═════ DATA SHOWN ═════
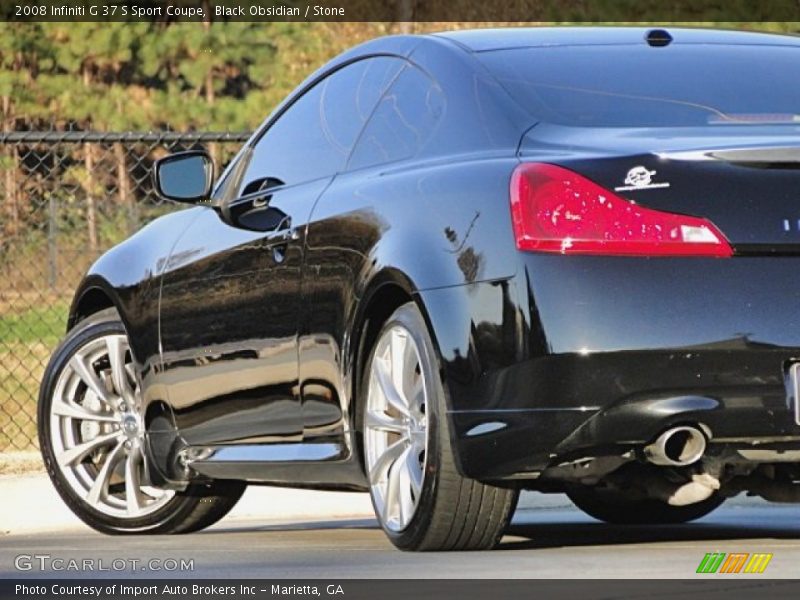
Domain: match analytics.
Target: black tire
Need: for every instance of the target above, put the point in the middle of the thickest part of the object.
(453, 512)
(193, 509)
(615, 507)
═════
▶ PROBLEM REQUIREMENTS
Pull out each line in the records above that contains the word "object", and copy those lines.

▶ RESULT
Need: for every instance of the target above, put the point in the middle of the thickest part of the object.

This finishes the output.